▸ DESCRIPTION OF THE TASK:
Each entry below is to be given again word for word, with no pictures.

▸ TASK MATERIAL:
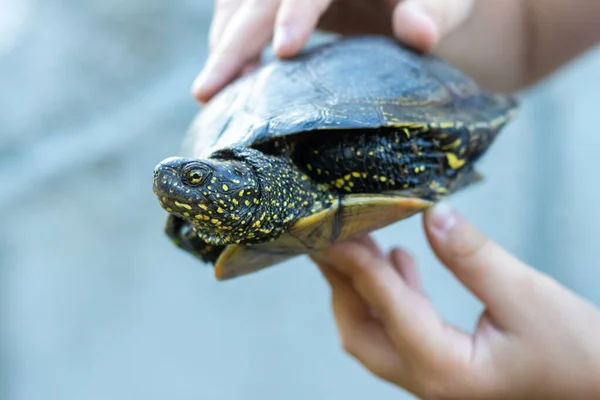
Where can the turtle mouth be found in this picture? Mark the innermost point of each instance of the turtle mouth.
(172, 194)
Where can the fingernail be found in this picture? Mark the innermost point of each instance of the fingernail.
(443, 217)
(415, 26)
(202, 80)
(281, 38)
(319, 256)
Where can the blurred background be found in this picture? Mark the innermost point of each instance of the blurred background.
(97, 304)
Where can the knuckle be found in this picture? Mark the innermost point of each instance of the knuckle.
(349, 345)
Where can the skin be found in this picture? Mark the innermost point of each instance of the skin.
(535, 339)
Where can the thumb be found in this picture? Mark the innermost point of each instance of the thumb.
(424, 23)
(492, 274)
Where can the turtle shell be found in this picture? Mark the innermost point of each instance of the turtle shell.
(350, 83)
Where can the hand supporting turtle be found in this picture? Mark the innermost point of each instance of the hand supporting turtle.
(535, 340)
(419, 23)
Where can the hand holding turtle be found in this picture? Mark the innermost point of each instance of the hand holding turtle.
(242, 28)
(534, 340)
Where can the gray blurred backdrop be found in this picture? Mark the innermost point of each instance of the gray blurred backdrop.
(97, 304)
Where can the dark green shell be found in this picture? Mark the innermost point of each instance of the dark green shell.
(354, 82)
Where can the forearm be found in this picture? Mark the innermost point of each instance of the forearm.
(508, 45)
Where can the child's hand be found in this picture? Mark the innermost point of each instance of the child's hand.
(242, 28)
(535, 340)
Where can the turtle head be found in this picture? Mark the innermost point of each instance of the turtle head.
(218, 197)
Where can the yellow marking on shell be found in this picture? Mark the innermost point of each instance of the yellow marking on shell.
(183, 205)
(454, 161)
(452, 145)
(435, 186)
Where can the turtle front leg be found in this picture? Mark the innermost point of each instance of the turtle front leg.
(183, 236)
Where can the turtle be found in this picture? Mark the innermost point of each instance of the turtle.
(345, 138)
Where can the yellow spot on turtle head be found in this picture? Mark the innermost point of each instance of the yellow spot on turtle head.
(183, 205)
(454, 161)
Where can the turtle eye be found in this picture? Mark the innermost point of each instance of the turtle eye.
(195, 176)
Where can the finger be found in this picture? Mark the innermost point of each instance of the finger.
(296, 20)
(409, 320)
(247, 34)
(368, 241)
(224, 11)
(423, 23)
(486, 269)
(250, 66)
(360, 335)
(407, 268)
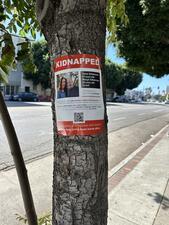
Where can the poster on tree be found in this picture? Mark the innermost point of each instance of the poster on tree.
(79, 98)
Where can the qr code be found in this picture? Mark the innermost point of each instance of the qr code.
(79, 117)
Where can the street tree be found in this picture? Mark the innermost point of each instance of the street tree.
(143, 42)
(80, 162)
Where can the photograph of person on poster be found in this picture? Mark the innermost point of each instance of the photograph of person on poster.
(62, 90)
(67, 85)
(72, 87)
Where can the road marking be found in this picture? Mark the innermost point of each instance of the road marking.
(116, 168)
(141, 114)
(159, 110)
(120, 118)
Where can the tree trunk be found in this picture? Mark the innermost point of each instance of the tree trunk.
(80, 162)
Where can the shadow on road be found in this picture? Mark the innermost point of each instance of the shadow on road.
(164, 201)
(26, 104)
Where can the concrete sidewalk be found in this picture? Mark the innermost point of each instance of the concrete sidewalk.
(138, 187)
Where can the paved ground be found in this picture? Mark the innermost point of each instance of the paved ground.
(33, 122)
(138, 187)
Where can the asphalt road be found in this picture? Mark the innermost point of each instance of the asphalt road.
(33, 123)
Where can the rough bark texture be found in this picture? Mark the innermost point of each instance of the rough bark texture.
(80, 162)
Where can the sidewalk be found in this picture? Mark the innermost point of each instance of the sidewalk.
(138, 187)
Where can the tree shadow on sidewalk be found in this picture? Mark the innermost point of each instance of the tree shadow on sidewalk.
(164, 201)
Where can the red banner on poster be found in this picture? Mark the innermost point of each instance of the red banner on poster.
(76, 61)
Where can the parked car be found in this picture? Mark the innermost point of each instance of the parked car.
(26, 96)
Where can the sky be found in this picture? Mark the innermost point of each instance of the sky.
(148, 81)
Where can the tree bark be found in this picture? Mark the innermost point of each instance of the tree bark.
(80, 162)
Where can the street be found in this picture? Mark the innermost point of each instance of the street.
(33, 123)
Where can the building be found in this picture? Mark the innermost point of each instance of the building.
(16, 81)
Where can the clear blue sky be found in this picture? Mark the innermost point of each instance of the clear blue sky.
(148, 81)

▸ TASK OUTPUT:
Where can the turtle mouth be found in this picture? Mark the innermost point of each instance of the turtle mouth.
(172, 194)
Where can the fingernail be found in this picture? Mark the innermost point of each instance of the fingernail.
(443, 217)
(415, 26)
(202, 80)
(281, 38)
(319, 256)
Where can the blurred background be found in this picture? Mark the innermost point of each instance of the blurred background.
(97, 304)
Where can the knuckle be found in this picture? Mark the innermost point of each instance of the knuckle.
(349, 345)
Where can the skin be found in this picture? Mark the innermost point of each instance of the skin.
(535, 339)
Where can the thumb be found in this picture? Mark the innermost point of each instance of the thumb.
(424, 23)
(492, 274)
Where can the turtle shell be found in this picture? Mark the innermost point of each instance of the turtle shell.
(350, 83)
Where can the hand supporting turtle be found in this picture? Mark the innermost point of each instance of the hand supporting turtle.
(535, 340)
(419, 23)
Where can the hand holding turtle be found in this picture? Mark the innermost point of each instance of the hand holding turtle.
(242, 28)
(534, 340)
Where can the gray blurred backdrop be found in this picture? Mark the innermost point of each instance of the gray blurred backdrop.
(97, 304)
Where can the dark green shell be found in this picture? Mark the innermost point of each instance of the dark green shell.
(354, 82)
Where can the forearm be found in this picture? Mark the innermost point of each instance of the forearm.
(508, 45)
Where can the child's hand be found in this picture? Mark the innermost point of each instance of the child's hand.
(242, 28)
(535, 340)
Where can the turtle head be found in this picture? Mark the innermost point of each instance of the turtle head.
(218, 197)
Where can the yellow marking on shell be found in this picture? Mark the innermost point of each instance of the yellow marking on shell.
(183, 205)
(454, 161)
(452, 145)
(435, 186)
Where can the turtle front leg be found in this picture? Mark the innermost point of each instance of the turtle front leg.
(183, 236)
Where can the turtle be found in this picture? Mark the innermost point of each instance of the turtle.
(345, 138)
Where can the yellow spot on turtle head be found in this picture? Mark the innermost point of each instance of the yellow spot on turtle head.
(183, 205)
(454, 161)
Where can the turtle eye be found in this picture? Mark the innermost point of each instance of the turtle eye.
(195, 176)
Where can the finger be found in this picture? Mark the innermost point of each instance of the finger.
(296, 20)
(409, 320)
(247, 34)
(368, 241)
(224, 11)
(423, 23)
(486, 269)
(250, 66)
(360, 335)
(407, 268)
Where can the poster on tree be found in this picture? Mark the innermost point of each instance of the poster on tree.
(79, 98)
Where can the qr code be found in this picture? Mark the innermost point of each instance of the qr code.
(79, 117)
Where can the street tree be found in this picture? Mark the innermost point of each instance of the street tree.
(143, 42)
(80, 162)
Where can the photograph of person on poster be found in this picture? Mark the innermost point of each instance of the photograph of person on poster.
(62, 90)
(67, 85)
(72, 87)
Where can the road marking be found in this picture? Mark the innermost point of each instance of the road marking.
(116, 168)
(141, 114)
(159, 110)
(120, 118)
Where can the tree trunk be found in this picture? Mark the innermost point of each instance of the tree trunk.
(80, 162)
Where can the shadow on road be found in this picture? Mark the innermost point of each instance of the shadow on road.
(164, 201)
(26, 104)
Where can the concrete sidewalk be found in this picture? Mark the innermost point of each instance of the concrete sidewalk.
(138, 187)
Where can the paved ground be found in this picture? Mark the innermost point of each instance of the paved ground.
(33, 122)
(138, 187)
Where can the asphalt road be found in this picture? Mark the innermost point of each instance of the asphalt road.
(33, 123)
Where can the rough bark texture be found in this picture? Mark the innermost point of each instance of the rough bark texture.
(80, 162)
Where can the sidewalk be found in this picture? Mark the innermost point of each instance of the sidewalk.
(138, 187)
Where can the tree shadow on sidewalk be found in this picture? Mark the innermost point of each instance of the tree shadow on sidewalk.
(164, 201)
Where can the red banner on poster be found in this picture? Mark the innermost point of each instance of the red banner on poster.
(76, 61)
Where can the parked car be found in this picture? Mark the innermost point of each instance of the parked car.
(26, 96)
Where can the sky be found in this picture? Mark the innermost point of each instance of the sky.
(148, 81)
Where can the tree bark be found in this picture? Mark the innermost point of each instance of the tree bark.
(80, 162)
Where can the street be found in this picture? Mark the innermost point of each instance of the street.
(33, 123)
Where can the building be found in this picture? Mark the innermost point of each instance of the building.
(16, 81)
Where can the clear blue sky be found in this picture? Mark the innermost point of each instance of the clear blue sky.
(148, 81)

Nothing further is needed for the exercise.